There was no time even to propose a capitulation for the safety of the refugees, and the best that could be offered them was a passage in crowded transports from the cherished land of their nativity to the naked shores of Nova Scotia. The British confessed before the world their inability to protect their friends, who had risked everything in their cause. What trust could now be reposed in their promises?

On the eighth, Howe, through the selectmen of Boston, wished to come to an understanding with Washington that the town should be spared, provided he might leave it without molestation. The unauthenticated proposal could meet with no reply from the American commander-in-chief; but, from want of ammunition, he was obliged to use his artillery sparingly, while Howe was hastening his embarkation. A chosen British army, sent at the expense of more than a million pounds sterling to correct revolted subjects and assert the authority of the British parliament, after being imprisoned for many months in the town they were to have crushed, found no safety but in flight.
__________
■ **EXERCISE A**
Select every line of the listing that contains the string "clicks", treating uppercase and lowercase as different.
The passage and the listing have no connection to each other.

Saved entries
__________
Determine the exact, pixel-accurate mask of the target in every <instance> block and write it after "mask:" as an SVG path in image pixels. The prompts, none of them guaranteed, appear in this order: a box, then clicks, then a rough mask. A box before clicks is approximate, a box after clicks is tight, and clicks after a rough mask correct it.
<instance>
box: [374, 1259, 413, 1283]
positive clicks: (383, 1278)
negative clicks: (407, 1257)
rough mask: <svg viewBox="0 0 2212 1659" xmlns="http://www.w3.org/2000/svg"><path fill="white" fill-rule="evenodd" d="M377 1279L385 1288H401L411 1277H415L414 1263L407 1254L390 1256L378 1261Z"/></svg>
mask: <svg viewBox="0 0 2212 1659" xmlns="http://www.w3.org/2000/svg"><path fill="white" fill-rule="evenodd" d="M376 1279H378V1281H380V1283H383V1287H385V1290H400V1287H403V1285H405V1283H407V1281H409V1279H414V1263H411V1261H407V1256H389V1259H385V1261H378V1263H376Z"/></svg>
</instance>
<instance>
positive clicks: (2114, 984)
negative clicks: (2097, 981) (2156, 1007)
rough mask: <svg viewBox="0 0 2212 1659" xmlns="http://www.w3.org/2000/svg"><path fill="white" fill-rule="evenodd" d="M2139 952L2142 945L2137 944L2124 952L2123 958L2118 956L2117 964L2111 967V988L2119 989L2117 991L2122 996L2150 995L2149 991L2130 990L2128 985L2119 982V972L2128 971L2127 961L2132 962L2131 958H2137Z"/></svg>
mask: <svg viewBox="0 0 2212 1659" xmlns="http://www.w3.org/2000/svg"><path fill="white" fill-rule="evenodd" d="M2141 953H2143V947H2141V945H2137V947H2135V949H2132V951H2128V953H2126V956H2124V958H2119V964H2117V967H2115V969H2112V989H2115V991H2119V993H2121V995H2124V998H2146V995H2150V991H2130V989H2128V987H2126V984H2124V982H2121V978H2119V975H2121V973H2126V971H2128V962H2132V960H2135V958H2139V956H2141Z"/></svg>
__________
■ **EXERCISE B**
Set down the passage on the British evacuation of Boston from "On the eighth, Howe, through" to "but in flight.", copying it word for word.

■ **RESPONSE AREA A**
Determine the exact, pixel-accurate mask of the target in every <instance> block and write it after "mask:" as an SVG path in image pixels. The prompts, none of them guaranteed, appear in this order: a box, then clicks, then a rough mask. A box before clicks is approximate, a box after clicks is tight, and clicks after a rough mask correct it.
positive clicks: (383, 1278)
negative clicks: (407, 1257)
positive clicks: (2114, 984)
negative clicks: (2097, 981) (2156, 1007)

■ **RESPONSE AREA B**
On the eighth, Howe, through the selectmen of Boston, wished to come to an understanding with Washington that the town should be spared, provided he might leave it without molestation. The unauthenticated proposal could meet with no reply from the American commander-in-chief; but, from want of ammunition, he was obliged to use his artillery sparingly, while Howe was hastening his embarkation. A chosen British army, sent at the expense of more than a million pounds sterling to correct revolted subjects and assert the authority of the British parliament, after being imprisoned for many months in the town they were to have crushed, found no safety but in flight.